> _SELECTED EXTRACT_:
╭──
SKEENA RESOURCES LIMITED

Notes to the CONDENSED INTERIM consolidated Financial Statements

For the three and six months ended June 30, 2022

(Unaudited – expressed in thousands of Canadian dollars within tables, unless otherwise noted)

3.

NEW STANDARDS, AMENDMENTS AND INTERPRETATIONS ADOPTED (continued)

New standards and interpretations not yet adopted (continued)

Classification of Liabilities as Current or Non-current (Amendments to IAS 1) (continued)

This amendment is effective for annual periods beginning on or after January 1, 2023.  Earlier application is permitted. The extent of the impact of adoption of this amendment has been determined to have no material impact on the financial statements.

4.

FINANCIAL INSTRUMENTS AND RISK MANAGEMENT

The carrying values of the Company’s financial instruments are comprised of the following:

Financial Instrument

    

Category

    

June 30, 2022

    

December 31, 2021

 

Cash and cash equivalents

Amortized cost

$

36,486

$

40,313

Marketable securities

Fair value through profit or loss

$

617

$

5,092

Receivables

Amortized cost

$

41

$

56

Accounts payable

Amortized cost

$

9,761

$

10,950

Financial instruments measured at fair value are classified into one of three levels in the fair value hierarchy according to the relative reliability of the inputs used to estimate the fair values. The three levels of the fair value hierarchy are:

Level 1 – Unadjusted quoted prices in active markets for identical assets or liabilities;

Level 2 – Inputs other than quoted prices that are observable for the asset or liability either directly or indirectly; and

Level 3 – Inputs that are not based on observable market data.

The carrying values of the Company’s cash and cash equivalents, receivables and accounts payable approximate their fair values due to the short-term nature of these instruments. Marketable securities are measured using Level 1 inputs.
╰──
> _STORED DATA_:
╭──
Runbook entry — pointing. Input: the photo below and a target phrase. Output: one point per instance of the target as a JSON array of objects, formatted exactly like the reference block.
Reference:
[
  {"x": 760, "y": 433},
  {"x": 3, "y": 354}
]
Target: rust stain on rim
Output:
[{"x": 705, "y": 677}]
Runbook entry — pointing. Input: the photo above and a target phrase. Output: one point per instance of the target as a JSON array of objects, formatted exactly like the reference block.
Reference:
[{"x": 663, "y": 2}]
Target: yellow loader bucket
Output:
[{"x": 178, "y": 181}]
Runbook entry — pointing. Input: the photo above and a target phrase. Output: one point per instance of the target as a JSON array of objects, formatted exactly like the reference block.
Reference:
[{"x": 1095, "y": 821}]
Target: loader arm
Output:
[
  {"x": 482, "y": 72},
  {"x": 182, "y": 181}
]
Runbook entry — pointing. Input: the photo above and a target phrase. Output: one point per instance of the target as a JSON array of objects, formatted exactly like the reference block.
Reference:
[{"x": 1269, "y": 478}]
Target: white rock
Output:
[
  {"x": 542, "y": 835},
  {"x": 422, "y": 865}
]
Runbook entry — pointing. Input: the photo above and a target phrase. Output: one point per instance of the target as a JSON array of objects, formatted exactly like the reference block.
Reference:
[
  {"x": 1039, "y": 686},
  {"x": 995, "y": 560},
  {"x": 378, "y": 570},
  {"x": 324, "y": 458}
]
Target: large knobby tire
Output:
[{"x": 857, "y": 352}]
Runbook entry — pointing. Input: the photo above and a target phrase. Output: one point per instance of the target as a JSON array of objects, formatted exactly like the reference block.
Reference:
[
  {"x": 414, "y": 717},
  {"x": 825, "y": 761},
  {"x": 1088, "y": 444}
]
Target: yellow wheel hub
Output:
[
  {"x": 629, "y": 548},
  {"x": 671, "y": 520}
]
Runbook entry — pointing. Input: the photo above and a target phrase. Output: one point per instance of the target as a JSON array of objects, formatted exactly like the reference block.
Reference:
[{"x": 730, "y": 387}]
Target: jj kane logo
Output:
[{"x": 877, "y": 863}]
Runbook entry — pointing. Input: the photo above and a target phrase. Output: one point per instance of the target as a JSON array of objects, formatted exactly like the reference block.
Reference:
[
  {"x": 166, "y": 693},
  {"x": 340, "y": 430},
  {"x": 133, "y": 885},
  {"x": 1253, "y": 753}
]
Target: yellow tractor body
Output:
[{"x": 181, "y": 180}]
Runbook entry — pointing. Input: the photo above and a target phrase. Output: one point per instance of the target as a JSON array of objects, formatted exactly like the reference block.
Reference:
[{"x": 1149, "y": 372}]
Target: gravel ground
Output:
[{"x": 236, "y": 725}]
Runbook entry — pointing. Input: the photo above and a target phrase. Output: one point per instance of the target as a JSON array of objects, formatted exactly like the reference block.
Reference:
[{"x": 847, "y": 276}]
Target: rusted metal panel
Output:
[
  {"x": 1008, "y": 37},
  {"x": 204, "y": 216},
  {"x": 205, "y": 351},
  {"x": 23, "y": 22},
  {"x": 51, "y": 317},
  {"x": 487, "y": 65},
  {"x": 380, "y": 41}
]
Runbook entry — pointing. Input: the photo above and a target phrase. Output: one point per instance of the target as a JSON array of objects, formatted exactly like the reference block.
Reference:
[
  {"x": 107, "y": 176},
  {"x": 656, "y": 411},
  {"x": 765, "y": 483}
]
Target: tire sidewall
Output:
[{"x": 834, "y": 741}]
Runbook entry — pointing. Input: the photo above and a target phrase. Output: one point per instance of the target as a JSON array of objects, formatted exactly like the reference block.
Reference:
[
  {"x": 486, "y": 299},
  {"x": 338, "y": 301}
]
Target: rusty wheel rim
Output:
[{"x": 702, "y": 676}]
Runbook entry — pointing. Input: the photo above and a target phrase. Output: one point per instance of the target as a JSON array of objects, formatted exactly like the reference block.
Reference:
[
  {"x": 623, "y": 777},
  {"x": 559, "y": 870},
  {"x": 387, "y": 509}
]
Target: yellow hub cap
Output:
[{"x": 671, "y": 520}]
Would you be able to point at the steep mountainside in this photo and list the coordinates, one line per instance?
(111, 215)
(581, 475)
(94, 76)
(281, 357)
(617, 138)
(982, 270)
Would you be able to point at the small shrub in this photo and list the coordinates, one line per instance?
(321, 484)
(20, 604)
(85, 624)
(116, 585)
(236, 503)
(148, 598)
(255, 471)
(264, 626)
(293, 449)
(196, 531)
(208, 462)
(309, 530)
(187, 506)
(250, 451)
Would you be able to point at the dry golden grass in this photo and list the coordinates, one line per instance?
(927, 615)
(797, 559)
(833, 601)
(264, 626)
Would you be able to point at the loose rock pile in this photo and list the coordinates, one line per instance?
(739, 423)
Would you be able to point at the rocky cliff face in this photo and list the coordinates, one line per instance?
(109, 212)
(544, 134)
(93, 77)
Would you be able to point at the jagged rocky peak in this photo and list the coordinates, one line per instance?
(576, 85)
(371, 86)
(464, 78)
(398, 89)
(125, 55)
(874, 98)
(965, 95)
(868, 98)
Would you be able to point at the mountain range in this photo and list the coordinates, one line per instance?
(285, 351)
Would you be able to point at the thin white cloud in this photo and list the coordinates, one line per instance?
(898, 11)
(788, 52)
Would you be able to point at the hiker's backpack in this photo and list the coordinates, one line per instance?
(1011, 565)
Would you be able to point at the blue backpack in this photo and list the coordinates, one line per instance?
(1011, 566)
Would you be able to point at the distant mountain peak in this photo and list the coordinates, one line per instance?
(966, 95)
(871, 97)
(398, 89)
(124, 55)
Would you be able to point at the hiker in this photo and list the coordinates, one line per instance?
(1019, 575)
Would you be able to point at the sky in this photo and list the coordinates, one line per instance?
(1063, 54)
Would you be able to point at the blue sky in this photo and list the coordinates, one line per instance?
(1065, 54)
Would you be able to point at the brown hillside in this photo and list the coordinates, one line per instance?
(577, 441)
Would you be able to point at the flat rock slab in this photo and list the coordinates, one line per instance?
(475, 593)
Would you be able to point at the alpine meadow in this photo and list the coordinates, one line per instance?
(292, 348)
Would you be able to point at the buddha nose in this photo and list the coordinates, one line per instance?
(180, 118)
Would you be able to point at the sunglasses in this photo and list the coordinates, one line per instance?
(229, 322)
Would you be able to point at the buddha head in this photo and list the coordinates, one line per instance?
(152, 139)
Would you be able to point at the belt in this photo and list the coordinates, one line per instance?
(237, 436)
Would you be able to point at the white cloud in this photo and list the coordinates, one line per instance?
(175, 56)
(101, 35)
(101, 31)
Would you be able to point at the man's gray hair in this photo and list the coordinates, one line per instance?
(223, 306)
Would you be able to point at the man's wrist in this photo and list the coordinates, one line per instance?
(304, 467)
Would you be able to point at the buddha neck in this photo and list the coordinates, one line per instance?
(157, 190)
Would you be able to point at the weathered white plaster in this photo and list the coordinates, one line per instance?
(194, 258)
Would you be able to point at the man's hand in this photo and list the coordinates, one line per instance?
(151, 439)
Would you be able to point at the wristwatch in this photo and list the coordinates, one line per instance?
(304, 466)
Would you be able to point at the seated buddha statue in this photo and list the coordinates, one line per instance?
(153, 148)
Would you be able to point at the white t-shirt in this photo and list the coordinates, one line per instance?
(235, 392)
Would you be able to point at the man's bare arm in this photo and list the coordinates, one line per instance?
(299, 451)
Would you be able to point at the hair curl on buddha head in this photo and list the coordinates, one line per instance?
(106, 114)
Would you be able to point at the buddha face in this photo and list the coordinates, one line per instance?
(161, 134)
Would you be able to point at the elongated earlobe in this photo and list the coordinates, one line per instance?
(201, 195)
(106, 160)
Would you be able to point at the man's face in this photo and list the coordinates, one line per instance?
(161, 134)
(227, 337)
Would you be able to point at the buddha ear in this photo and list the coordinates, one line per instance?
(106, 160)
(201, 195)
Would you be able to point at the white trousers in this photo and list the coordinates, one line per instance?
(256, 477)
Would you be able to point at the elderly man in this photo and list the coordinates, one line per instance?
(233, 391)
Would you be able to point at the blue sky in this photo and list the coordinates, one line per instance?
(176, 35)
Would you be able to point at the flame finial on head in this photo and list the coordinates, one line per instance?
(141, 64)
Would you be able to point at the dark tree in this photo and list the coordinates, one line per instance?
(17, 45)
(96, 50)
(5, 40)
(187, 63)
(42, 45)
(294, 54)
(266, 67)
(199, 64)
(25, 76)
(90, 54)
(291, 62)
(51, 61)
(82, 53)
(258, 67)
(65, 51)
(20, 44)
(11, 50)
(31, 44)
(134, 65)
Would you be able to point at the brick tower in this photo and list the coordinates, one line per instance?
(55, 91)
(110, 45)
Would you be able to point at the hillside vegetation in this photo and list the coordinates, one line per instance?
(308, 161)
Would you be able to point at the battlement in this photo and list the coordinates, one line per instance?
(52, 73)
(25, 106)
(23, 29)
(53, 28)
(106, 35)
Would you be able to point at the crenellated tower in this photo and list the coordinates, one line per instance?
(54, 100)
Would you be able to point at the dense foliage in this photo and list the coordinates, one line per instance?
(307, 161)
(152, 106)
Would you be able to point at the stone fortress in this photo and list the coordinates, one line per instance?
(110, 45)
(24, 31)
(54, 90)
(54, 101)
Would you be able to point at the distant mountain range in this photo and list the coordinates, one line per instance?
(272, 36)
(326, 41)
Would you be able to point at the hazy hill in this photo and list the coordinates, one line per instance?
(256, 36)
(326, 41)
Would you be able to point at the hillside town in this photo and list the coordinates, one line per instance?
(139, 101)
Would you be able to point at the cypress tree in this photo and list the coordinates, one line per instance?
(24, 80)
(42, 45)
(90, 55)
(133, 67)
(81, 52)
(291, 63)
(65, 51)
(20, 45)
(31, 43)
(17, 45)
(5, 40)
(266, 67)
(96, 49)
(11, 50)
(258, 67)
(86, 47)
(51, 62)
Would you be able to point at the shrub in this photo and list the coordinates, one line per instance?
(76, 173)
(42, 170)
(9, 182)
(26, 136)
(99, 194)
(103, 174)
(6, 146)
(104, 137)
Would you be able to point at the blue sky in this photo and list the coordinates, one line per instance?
╰──
> _REQUIRED TASKS_:
#1 From the Skeena Resources financial statement notes, repeat the passage starting with "New standards and" and going on through "IAS 1) (continued)".
#2 List the financial instruments whose carrying values are shown in the table in the Skeena Resources financial statement notes.
None of the records are used here.

> _RESPONSES BY ITEM NUMBER_:
#1
New standards and interpretations not yet adopted (continued)

Classification of Liabilities as Current or Non-current (Amendments to IAS 1) (continued)

#2
Cash and cash equivalents
Marketable securities
Receivables
Accounts payable